[Stored records start]
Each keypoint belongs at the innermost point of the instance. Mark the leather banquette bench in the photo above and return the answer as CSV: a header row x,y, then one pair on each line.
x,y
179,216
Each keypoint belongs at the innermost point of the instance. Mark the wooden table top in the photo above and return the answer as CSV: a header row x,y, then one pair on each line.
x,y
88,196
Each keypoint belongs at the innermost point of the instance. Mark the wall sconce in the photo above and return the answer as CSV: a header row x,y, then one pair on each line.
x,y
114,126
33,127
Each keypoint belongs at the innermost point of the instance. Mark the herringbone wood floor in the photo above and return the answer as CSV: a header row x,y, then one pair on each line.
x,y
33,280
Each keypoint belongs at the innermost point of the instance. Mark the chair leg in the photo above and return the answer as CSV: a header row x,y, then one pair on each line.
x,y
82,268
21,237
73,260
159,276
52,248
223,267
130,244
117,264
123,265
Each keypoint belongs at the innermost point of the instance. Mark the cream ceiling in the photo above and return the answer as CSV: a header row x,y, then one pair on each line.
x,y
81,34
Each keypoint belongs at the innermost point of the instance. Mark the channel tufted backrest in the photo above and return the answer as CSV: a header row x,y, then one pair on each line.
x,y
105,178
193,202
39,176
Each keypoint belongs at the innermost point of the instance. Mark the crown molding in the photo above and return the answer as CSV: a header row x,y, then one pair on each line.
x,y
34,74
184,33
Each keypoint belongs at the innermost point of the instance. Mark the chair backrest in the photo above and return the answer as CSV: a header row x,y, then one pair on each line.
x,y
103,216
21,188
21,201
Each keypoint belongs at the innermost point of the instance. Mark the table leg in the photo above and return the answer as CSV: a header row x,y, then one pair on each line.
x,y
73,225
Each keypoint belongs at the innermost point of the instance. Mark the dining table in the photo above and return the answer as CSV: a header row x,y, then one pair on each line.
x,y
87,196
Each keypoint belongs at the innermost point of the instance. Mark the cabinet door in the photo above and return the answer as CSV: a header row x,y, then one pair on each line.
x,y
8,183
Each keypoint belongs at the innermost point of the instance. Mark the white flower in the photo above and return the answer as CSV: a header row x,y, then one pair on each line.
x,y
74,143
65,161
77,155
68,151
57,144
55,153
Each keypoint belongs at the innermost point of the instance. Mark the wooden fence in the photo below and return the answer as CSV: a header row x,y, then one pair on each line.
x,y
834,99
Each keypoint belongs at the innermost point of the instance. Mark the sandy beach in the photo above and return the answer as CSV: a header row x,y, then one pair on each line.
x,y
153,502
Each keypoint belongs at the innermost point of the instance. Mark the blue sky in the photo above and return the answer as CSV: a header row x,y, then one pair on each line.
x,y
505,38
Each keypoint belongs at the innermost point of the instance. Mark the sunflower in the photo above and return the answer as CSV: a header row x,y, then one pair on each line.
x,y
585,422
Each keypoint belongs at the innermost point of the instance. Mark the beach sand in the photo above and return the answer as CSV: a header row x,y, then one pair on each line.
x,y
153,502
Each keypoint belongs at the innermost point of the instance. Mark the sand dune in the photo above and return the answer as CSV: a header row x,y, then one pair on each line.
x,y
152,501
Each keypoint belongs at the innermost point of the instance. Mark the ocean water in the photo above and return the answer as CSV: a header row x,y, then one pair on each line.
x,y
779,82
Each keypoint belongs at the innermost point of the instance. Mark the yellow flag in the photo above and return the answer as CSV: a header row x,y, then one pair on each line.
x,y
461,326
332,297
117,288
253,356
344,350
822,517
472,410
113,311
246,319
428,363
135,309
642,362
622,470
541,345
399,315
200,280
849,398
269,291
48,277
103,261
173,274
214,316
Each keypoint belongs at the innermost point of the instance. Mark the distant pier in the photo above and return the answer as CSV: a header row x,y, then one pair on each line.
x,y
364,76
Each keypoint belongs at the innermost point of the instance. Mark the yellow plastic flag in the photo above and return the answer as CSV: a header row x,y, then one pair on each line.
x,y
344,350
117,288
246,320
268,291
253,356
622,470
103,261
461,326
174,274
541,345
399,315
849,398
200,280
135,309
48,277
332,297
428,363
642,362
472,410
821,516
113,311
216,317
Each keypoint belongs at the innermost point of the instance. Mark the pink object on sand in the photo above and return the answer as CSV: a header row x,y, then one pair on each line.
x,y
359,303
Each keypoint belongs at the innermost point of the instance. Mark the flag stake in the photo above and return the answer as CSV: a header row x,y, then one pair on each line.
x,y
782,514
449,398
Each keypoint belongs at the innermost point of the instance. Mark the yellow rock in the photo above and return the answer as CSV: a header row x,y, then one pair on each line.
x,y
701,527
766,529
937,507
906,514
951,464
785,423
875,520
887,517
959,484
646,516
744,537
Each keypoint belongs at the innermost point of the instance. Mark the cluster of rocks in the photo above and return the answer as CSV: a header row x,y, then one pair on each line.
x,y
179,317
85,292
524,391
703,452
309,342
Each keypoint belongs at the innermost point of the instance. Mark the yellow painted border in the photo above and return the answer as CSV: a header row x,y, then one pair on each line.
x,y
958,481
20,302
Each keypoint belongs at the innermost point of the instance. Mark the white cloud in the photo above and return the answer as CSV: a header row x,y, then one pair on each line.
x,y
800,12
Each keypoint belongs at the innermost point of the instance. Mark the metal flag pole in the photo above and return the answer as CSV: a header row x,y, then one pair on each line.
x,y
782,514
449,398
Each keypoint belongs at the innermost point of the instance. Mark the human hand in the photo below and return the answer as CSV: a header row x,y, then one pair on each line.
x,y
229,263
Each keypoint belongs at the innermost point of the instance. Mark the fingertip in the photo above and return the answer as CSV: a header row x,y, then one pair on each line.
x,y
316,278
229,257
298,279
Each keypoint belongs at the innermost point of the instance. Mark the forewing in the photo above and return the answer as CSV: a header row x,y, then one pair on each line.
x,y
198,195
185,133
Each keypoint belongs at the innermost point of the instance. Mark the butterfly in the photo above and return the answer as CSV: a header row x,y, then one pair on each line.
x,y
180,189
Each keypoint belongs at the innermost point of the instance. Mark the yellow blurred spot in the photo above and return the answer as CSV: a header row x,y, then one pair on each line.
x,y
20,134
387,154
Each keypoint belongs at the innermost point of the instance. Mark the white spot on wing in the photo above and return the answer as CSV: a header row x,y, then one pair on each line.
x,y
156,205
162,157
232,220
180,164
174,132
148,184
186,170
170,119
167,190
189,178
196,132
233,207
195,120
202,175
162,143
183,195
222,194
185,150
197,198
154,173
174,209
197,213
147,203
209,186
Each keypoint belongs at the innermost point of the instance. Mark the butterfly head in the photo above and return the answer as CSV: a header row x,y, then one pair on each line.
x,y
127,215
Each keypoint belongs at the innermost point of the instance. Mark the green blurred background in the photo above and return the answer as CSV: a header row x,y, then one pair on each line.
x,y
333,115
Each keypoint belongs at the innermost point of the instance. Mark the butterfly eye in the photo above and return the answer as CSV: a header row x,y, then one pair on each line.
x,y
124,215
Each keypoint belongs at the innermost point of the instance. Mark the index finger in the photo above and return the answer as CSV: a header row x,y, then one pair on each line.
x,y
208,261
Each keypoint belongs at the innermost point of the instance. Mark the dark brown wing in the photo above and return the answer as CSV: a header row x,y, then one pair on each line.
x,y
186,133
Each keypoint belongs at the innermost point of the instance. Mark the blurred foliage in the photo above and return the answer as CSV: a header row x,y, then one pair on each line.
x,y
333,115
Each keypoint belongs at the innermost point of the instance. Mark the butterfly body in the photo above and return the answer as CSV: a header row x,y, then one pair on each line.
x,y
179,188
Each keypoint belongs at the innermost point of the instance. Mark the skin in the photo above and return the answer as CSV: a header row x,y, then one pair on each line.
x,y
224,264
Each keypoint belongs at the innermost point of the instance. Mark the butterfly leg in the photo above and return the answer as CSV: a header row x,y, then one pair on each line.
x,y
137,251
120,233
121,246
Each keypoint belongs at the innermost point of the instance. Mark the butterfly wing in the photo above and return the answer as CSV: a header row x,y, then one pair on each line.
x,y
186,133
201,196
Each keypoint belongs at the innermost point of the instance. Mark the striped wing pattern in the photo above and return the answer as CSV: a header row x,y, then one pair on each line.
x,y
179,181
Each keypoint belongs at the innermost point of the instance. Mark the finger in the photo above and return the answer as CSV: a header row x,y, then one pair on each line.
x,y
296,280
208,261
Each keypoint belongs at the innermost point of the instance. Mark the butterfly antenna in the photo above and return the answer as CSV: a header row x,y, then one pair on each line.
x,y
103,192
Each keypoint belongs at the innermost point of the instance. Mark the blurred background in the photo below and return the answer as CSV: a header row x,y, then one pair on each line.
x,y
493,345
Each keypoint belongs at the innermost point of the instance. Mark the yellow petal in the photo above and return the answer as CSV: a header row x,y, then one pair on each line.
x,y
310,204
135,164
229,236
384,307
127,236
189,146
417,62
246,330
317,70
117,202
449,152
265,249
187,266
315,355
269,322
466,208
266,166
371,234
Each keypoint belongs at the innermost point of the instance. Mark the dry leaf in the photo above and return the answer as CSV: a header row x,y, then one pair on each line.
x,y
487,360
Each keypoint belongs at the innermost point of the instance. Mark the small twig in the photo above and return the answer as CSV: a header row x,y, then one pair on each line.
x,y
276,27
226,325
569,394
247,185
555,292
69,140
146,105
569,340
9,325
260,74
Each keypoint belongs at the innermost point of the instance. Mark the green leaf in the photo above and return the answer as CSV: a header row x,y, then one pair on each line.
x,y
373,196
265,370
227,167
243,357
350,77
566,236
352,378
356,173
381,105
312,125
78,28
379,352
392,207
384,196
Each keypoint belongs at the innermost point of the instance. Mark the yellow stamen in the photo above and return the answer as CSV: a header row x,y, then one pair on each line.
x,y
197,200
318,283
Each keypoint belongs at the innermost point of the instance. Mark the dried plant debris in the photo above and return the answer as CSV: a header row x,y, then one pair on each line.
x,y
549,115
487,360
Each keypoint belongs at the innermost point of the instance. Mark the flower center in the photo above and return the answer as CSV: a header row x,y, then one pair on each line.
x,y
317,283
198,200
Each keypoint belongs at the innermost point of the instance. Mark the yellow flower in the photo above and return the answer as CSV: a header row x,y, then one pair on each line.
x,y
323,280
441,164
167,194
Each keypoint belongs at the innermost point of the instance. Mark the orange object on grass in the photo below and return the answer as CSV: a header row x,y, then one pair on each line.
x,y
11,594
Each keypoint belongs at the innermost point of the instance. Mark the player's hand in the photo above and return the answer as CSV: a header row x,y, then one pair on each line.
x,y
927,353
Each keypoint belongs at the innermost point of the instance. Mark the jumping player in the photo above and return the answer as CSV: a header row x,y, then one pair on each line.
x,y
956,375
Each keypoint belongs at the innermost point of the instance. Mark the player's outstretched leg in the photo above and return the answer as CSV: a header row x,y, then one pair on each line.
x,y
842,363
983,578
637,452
[Stored records end]
> [Description of the task] Set down, word for word, every line from the line that holds "the yellow flower" to the end of the entries above, including both ends.

> [Expected answer]
Each keypoint belongs at the innermost point of the instance. Mark the yellow flower in the photo above and return the answer as CSV: a header row x,y, then one pair on each line.
x,y
323,280
441,164
167,194
Each keypoint belongs at the innermost point of the instance. Mark the orange object on grass in the photo below and return the answer as CSV: a header row x,y, then one pair on each line.
x,y
11,594
Each keypoint belongs at the innermost point of the instance. Mark the player's hand in the photo above and return the answer as CSV: a header row x,y, then one pair on each line.
x,y
927,353
Each keypoint belongs at the innermost point of the instance. Mark the jumping player in the photo above and return the answer as CSV: a header row x,y, then one pair on each line.
x,y
956,375
Each keypoint belongs at the innermost point of the instance. Mark the player's outstretched leg in the photo above and return the answer as CSV: a header row x,y, then one pair on each line.
x,y
842,363
983,578
637,452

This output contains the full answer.